İlk durumdaki hakimiyeti kabul ettiğimiz gibi bazı sahipliklerimize dair cehaletimizi de kabullenmek gereklidir. “Çünkü bilmediğini bilmek için bir hayli anlayış olmalı insanda: Bir kapının kapalı olduğunu anlamak için o kapıyı itmek gerekir.”[5] Sonuç olarak ölmeyi öğrenebilmek vazgeçebilmekse, vazgeçebilmek için de nelerden vazgeçtiğine dair ister hakim ister bilinemezci bir anlayışa sahip olabilmek gerek. Sahipliklerimizi bu şekilde sınıflayıp anlayış ve farkındalığa bağladıktan sonra ölmek ve anlayış arasındaki bağlantıyı da inşa etmemiz gerekiyor.
Ölümü öğrenebilmek özelinde döngüsünü tamamlamayı kabul etmiş kişilerin ölümünü konuşarak çerçeveyi netleştirmek daha sağlıklı olacaktır. Çünkü öğrenmek ve vazgeçmenin ikisi de etken eylemlerdir ve bilinçli olarak yapılışlarını incelemek gerekir. Yani öleceğini bilen ve kendi buna karar veren kişileri, namıdiğer anlayış sahiplerinin bir grubunu. Mesela 33’ünde intihar etmiş birini düşünelim. İntihar nedeni ister hayata kırgınlığı ister insanlara kırıklığı olsun, burada olasılıklardan vazgeçişi net bir şekilde görmek mümkündür. Kişi belki ertesi günü kapısının çalınmasını ve o hep beklediği kutunun gelmesini, ihtiyacı olan bir tanışmayı, belki de daha iyisi beklediği o kişinin gelişini reddetmektedir. Belki o hafta okuyacağı bir kitabın onu yine hayata bağlamasını, belki de 2 gün sonra artık baktıkça içini acıtmayacak bir hayatı. Bir olasılıklar silsilesidir aforoz edilen: umutlar, mutluluklar, kahkahalar, kokular, sesler, deneyimler ve deneyimletilecekler… Kişinin sahip olduklarına ve olacaklarına dair anlayışı muğlaktır, kapalı olduğunu düşündüğü kapıyı itmeyi bile reddetmektedir. Burada, hayattan vazgeçebilirken neden vazgeçtiğini bilmediğini de kabullenen bir veda söz konusu. Burada net bir şekilde spektrumun sahiplik cehaleti kısmındayız.

-*-*-

▸ Yapılacak işler:
[A] Ölmeyi öğrenme üzerine metinde "İlk durumdaki hakimiyeti" ile başlayıp "inşa etmemiz gerekiyor." ile biten kısmı harfi harfine tekrarla.
[B] Ölmeyi öğrenme üzerine metni iki cümleyle özetle.
[C] Ölmeyi öğrenme üzerine metnin devamını, son cümleden sonrasından başlayarak yaz.
Kayıtlar, ölmeyi öğrenme üzerine metinden ayrı bir malzemedir.

▸ Veri öğeleri:
-*-*-

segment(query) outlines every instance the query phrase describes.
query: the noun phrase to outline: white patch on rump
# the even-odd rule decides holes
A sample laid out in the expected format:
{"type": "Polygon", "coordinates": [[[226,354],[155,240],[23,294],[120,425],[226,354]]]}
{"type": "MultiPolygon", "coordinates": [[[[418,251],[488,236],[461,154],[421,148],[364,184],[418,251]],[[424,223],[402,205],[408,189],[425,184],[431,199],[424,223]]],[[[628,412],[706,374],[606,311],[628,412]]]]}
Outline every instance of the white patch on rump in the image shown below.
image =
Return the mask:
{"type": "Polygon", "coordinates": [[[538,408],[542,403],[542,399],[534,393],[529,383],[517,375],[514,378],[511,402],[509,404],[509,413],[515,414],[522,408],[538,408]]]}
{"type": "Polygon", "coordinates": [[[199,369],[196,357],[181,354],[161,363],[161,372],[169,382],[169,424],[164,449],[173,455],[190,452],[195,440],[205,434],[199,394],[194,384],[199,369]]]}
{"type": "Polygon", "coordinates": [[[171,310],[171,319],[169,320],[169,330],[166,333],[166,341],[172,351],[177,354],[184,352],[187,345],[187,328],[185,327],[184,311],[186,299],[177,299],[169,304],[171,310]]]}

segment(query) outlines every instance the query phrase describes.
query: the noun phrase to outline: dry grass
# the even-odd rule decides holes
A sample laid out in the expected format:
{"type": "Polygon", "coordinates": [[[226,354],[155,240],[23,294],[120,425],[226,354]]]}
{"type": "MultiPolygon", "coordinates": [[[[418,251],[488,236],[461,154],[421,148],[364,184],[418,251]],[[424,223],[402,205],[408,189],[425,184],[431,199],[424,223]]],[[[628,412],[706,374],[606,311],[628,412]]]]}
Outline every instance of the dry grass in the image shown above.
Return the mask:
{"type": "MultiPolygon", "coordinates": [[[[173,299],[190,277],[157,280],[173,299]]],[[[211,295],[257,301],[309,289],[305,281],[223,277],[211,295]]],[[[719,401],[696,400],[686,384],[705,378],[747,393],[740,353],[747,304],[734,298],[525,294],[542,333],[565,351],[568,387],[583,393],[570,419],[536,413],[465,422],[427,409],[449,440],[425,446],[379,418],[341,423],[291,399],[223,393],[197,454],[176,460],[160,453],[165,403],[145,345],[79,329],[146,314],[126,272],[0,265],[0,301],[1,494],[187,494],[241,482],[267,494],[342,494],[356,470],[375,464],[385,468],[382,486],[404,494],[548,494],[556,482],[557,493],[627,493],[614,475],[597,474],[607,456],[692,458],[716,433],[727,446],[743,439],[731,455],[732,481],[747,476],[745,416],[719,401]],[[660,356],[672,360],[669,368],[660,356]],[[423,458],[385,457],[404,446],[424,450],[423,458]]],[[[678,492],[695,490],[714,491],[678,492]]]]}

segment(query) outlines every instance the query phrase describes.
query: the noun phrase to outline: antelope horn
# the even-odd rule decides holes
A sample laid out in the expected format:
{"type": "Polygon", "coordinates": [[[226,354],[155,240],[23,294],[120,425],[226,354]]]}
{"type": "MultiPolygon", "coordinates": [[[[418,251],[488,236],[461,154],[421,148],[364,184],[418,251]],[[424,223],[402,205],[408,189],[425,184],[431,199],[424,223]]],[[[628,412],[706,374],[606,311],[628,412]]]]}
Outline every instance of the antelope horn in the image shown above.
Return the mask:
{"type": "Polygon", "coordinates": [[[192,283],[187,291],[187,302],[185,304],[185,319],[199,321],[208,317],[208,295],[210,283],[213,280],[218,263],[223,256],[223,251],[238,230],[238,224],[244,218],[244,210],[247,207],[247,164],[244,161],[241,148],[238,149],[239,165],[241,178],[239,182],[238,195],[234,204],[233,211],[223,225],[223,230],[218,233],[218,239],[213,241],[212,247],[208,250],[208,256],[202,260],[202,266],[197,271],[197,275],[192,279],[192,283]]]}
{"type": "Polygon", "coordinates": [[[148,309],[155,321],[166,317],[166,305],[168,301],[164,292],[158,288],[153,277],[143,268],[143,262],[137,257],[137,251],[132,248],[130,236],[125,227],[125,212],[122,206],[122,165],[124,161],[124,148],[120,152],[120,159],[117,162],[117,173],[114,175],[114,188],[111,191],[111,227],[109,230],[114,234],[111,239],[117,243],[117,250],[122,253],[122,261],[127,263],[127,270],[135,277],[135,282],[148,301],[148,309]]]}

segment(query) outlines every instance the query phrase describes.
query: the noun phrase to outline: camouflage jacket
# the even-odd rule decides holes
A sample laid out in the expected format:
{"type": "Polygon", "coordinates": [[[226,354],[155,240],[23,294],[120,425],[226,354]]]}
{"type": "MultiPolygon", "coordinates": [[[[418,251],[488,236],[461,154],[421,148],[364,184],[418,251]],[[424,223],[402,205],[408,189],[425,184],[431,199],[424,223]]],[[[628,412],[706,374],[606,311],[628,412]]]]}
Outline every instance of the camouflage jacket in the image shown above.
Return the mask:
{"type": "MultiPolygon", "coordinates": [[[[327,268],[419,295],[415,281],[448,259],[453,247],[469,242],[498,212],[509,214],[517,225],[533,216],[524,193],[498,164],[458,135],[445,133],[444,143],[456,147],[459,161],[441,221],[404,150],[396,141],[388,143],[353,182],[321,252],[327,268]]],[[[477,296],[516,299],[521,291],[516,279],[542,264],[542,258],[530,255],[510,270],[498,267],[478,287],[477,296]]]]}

-*-*-

▸ Görev yanıtları:
[A]
İlk durumdaki hakimiyeti kabul ettiğimiz gibi bazı sahipliklerimize dair cehaletimizi de kabullenmek gereklidir. “Çünkü bilmediğini bilmek için bir hayli anlayış olmalı insanda: Bir kapının kapalı olduğunu anlamak için o kapıyı itmek gerekir.”[5] Sonuç olarak ölmeyi öğrenebilmek vazgeçebilmekse, vazgeçebilmek için de nelerden vazgeçtiğine dair ister hakim ister bilinemezci bir anlayışa sahip olabilmek gerek. Sahipliklerimizi bu şekilde sınıflayıp anlayış ve farkındalığa bağladıktan sonra ölmek ve anlayış arasındaki bağlantıyı da inşa etmemiz gerekiyor.

[B] Vazgeçebilmek için nelerden vazgeçildiğine dair bir anlayış gerekir ve sahipliklerimize dair cehaleti de kabullenmek gerekir. 33 yaşında intihar etmiş biri, olasılıklardan vazgeçtiği hâlde neden vazgeçtiğini bilmediği için spektrumun sahiplik cehaleti kısmında yer alır.

[C]
Bir arkadaşım bir keresinde bunu kumar oynamaya benzetmişti; 21 oynarken istediğiniz kadar kart sayın, hayat desteye dilediği kadar kart ekleyip çıkarır. Bu sebeple de “Ben kart açılmasını reddediyorum.” deyip oyunun ortasında masadan kalkmanın bir yolu olduğu sonucuna varmıştık kendi hayatına son vermenin. Bildiğimiz sahipliklerden vazgeçmek, bence bize yaşamayı öğretiyor ve bir yere kadar bizi özgürleştiyor da. Ancak söz konusu ölmeyi öğrenmek olduğunda bilemediklerimizden, olasılıklardan vazgeçmenin sözü devralması gerektiğini düşünüyorum.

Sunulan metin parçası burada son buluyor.